EXERCISE DIRECTIONS:
Could you write out every entry exactly as it stands?

DATA:
=-=-=-=-=

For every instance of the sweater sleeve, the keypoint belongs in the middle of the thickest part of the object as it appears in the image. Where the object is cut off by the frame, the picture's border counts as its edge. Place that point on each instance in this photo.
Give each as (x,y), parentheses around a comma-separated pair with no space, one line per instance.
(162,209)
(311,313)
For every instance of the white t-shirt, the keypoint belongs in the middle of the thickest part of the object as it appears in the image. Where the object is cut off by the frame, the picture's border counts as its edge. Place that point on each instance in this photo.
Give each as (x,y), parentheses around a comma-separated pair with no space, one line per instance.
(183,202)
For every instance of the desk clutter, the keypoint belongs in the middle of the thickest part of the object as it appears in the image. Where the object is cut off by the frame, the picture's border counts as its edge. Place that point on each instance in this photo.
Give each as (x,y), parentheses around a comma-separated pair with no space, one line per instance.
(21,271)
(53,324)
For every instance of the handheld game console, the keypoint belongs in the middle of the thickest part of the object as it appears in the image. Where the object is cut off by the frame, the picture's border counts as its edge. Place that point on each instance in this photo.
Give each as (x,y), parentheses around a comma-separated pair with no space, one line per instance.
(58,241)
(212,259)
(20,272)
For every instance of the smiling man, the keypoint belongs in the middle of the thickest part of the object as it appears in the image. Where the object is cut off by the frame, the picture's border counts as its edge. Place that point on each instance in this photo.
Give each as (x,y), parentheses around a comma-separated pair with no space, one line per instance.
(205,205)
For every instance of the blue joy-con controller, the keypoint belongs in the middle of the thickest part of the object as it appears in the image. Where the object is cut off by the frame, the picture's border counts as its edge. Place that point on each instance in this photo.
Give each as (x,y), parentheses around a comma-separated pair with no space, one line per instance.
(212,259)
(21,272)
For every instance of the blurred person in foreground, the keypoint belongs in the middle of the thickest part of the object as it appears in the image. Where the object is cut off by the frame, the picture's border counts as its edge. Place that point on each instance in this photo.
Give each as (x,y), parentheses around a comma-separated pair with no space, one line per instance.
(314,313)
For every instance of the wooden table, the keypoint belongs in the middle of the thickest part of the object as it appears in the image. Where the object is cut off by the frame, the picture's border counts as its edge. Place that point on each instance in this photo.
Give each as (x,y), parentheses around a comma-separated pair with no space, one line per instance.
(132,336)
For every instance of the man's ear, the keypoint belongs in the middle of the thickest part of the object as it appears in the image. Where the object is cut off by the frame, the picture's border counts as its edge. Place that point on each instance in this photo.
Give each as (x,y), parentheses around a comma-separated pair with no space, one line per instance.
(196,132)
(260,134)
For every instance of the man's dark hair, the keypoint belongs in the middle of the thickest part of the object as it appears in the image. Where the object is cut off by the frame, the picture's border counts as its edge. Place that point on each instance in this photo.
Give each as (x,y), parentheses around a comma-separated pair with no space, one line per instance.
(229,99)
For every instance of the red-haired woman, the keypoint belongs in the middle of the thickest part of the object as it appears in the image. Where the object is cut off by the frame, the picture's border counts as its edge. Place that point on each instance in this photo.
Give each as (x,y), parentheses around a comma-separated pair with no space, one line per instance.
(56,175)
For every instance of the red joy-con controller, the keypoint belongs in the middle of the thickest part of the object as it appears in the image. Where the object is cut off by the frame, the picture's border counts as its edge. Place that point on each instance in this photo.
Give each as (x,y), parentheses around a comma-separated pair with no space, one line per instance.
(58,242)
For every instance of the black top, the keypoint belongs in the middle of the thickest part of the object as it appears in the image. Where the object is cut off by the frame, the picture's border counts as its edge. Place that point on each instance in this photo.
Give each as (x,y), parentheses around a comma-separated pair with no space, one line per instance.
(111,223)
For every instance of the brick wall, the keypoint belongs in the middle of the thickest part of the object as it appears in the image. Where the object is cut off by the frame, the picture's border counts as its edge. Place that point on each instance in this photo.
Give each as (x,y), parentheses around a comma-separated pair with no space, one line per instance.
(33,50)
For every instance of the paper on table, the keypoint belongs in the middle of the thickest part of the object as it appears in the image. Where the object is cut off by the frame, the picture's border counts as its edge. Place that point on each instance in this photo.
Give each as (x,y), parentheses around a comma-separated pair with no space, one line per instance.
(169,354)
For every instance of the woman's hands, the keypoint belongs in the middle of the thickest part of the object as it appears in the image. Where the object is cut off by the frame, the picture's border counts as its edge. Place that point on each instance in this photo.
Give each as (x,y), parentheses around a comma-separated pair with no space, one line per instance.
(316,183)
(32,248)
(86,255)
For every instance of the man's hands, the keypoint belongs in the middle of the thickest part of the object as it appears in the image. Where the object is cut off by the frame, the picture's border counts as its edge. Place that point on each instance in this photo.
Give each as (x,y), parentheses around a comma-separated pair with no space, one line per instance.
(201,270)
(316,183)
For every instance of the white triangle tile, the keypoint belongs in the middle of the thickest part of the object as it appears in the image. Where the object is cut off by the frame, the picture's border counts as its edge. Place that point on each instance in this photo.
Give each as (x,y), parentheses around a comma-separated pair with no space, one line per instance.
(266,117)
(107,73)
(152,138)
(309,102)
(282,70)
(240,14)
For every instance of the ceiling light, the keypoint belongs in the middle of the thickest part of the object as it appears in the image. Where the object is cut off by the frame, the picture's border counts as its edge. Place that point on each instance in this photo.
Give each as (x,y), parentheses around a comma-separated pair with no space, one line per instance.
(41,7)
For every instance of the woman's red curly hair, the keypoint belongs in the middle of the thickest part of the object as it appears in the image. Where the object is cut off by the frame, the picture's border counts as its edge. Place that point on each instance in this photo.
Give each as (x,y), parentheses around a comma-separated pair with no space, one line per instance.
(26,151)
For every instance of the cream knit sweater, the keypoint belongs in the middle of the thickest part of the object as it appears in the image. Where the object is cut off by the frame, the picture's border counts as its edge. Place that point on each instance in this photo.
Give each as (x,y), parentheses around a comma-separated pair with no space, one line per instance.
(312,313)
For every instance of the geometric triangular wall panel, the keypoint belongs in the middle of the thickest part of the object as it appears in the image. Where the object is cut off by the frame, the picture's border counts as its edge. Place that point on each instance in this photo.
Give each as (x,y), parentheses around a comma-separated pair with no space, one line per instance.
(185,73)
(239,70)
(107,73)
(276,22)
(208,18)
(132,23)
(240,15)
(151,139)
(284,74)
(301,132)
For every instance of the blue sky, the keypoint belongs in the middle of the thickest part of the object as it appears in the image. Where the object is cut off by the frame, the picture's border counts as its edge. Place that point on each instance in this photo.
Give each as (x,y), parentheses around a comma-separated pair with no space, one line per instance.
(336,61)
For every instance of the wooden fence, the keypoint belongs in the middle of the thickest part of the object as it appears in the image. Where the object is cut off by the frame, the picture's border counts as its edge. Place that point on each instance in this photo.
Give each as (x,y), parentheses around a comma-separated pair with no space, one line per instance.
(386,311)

=-=-=-=-=

TASK SOLUTION:
For every instance of the sweater sleeve, the keypoint belongs in the middle of the thickest part of the object as it appears in the image. Where the object is cut off by the frame, the picture's border counts as its edge. Place that point on each instance in this photo.
Give each as (x,y), parentheses around a comma-separated pair with no space, one line per instance.
(162,209)
(311,313)
For every instance of the white t-shirt, the keypoint belongs in the middle of the thickest part of the object as it appears in the image. Where the object is cut off by the frame, the picture's border counts as its edge. Place that point on each instance in this photo.
Give each as (x,y), parentheses around a comma-separated pair with no space, one line per instance.
(183,202)
For every instance of the desk clutter, the keypoint belongs in the middle of the thickest part of the object as it appears in the image. Where the object is cut off by the frame, the picture's border counts as its edge. Place that point on each instance in this photo.
Give each as (x,y), parentheses around a comma-separated pair with no space, one line per instance.
(21,271)
(53,324)
For every instance of the handheld game console, the keypoint belongs in the middle of the thickest part of the object as it appears in the image. Where the object is cut off by the frame, the picture's border counts as its edge. Place that point on each instance in this photo.
Give each as (x,y), parentheses around a comma-separated pair with no space, one line per instance.
(58,241)
(212,259)
(20,272)
For every instance of the smiling man, the keypoint belongs in the middle of the thickest part of the object as it appears in the image. Where the object is cut off by the frame, the picture's border counts as its edge. Place that point on each instance in this photo.
Give each as (x,y), parentheses around a comma-separated pair with no space, one line per instance.
(205,205)
For every instance of the blue joy-con controller, the keypoint belongs in the middle of the thickest part of the object as it appears in the image. Where the object is cut off by the frame, the picture's border counts as its edge. Place that point on each instance in this photo.
Give each as (x,y), parentheses around a comma-separated pair with no space, one line per instance.
(212,259)
(21,272)
For every instance of the blurred person in foreground, the keypoint belongs in the middle of the thickest part of the object as it appears in the image. Where the object is cut off by the frame, the picture's border counts as its edge. Place that point on each instance in this photo.
Give each as (x,y), parentheses around a comma-separated pair with no space, one line per instance.
(314,313)
For every instance of the wooden table, the keypoint belongs in the middle of the thickest part of the object as it appears in the image. Where the object is cut off by the frame, the picture's border counts as its edge. Place that point on each instance in this photo.
Give each as (x,y), parentheses around a comma-separated pair with no space, one line per instance.
(132,336)
For every instance of the man's ear, the keypoint belongs in the middle of the thickest part of the object as it appears in the image. Where the object is cut off by the frame, the picture's border counts as its edge. Place that point on each instance in this photo.
Give each as (x,y), parentheses around a comma-separated pair with no space, one line per instance.
(196,132)
(260,134)
For every instance of the man's dark hair, the keypoint belongs in the middle of the thickest part of the object as it appears in the image. Where the object is cut off by the frame, the picture's border counts as its edge. Place that point on each instance in this photo.
Give each as (x,y), parentheses around a comma-separated pair with no space, one line per instance.
(229,99)
For every instance of the red-haired woman, the keypoint belongs in the middle of the thickest part of the object as it appears in the image. Where the object is cut off by the frame, the picture's border counts as its edge. Place that point on each instance in this photo.
Give each as (x,y), parentheses around a comma-separated pair with no space, one line per instance.
(56,175)
For every instance of the red joy-con controller, the keypoint belongs in the middle of the thickest part of the object as it appears in the image. Where the object is cut off by the frame, the picture's border counts as its edge. Place that point on each instance in this photo.
Give each as (x,y), parentheses around a comma-separated pair with no space, one line per instance.
(58,242)
For every instance of the black top, the keypoint belongs in the middle of the thickest part of the object as it appears in the image. Where the object is cut off by the frame, the picture's border counts as its edge. Place that point on each instance in this photo.
Give each as (x,y), parentheses around a comma-separated pair with no space, one line per instance.
(111,223)
For every instance of the brick wall, the keypoint belongs in the middle of the thickest part of the object as it appears in the image. Where the object is cut off by the frame, the picture's border counts as its edge. Place that point on each instance in this photo.
Give each as (x,y), parentheses around a comma-separated pair with no space, one line per instance.
(33,50)
For every instance of the paper on table, the keypoint belongs in the middle of the thickest part of the object as it appears in the image. Where the object is cut off by the frame, the picture's border counts as its edge. Place that point on each instance in this photo.
Give each as (x,y), parentheses around a comma-separated pair with no space, one line per instance.
(169,354)
For every instance of the woman's hands, the keypoint belongs in the middle of the thickest part of the object as it appears in the image. Where the object is cut off by the frame, the picture's border counts as its edge. Place that point on each instance in this photo.
Give each as (x,y), parentheses around a comma-separated pair with no space, one line per instance.
(316,183)
(32,248)
(86,255)
For every instance of the man's hands, the keypoint belongs in the middle of the thickest part of the object as it appears in the image. Where the object is cut off by the frame, the picture's border counts as its edge. Place that point on each instance in this photo.
Give each as (x,y), parentheses around a comma-separated pair with no space, one line per instance.
(201,270)
(316,183)
For every instance of the white triangle tile, the keypoint belongs in the middle of the thickest part of the object as it appears in the image. Where the object is cut off by the frame, the picture's border counts as its edge. Place that point on each instance in this photo.
Give each as (x,y), parentheses around a comma-separated pair with no space, one line per instance.
(266,117)
(107,73)
(152,138)
(309,102)
(282,70)
(240,14)
For every instance of the ceiling light, the keypoint belongs in the middle of the thickest part of the object as it appears in the image. Where the object is cut off by the frame, the picture's border counts as its edge. Place that point on each instance in this photo.
Give each as (x,y), parentheses around a comma-separated pair with no space, one line per instance.
(41,7)
For every instance of the woman's red curly hair, the keypoint belongs in the middle of the thickest part of the object as it appears in the image. Where the object is cut off by the frame, the picture's border counts as its edge. Place that point on each instance in this photo.
Give each as (x,y), parentheses around a comma-separated pair with no space, one line per instance.
(26,151)
For every instance of the cream knit sweater, the keypoint belongs in the middle of the thickest part of the object as it appears in the image. Where the object is cut off by the frame, the picture's border counts as its edge. Place that point on each instance in this photo.
Give each as (x,y), parentheses around a comma-separated pair with no space, one line per instance.
(312,313)
For every instance of the geometric triangular wall panel, the keypoint belongs in the middle of the thickest part of the object as it appears in the image. Where the object is cut off by the frame, the picture's border counts as its edge. Place that point on each instance in this photo.
Give each as (x,y), parentheses around a comma-separated pair with no space, one line per instance.
(185,73)
(239,70)
(107,73)
(276,22)
(208,18)
(132,23)
(240,15)
(151,139)
(284,74)
(301,132)
For every instance of the blue sky, the keypoint belongs in the middle of the thickest part of the object as it appears in the image. Where the object is cut off by the frame, the picture's border counts as its edge. Place that point on each instance in this photo.
Give each as (x,y), parentheses around a comma-separated pair with no space, one line per instance.
(336,61)
For every instance of the wooden fence, the keypoint belongs in the middle of the thickest part of the object as it appears in the image. Where the object is cut off by the frame, the picture's border counts as its edge. Place that point on each instance in this photo.
Give each as (x,y), parentheses around a comma-separated pair with no space, one line per instance.
(386,311)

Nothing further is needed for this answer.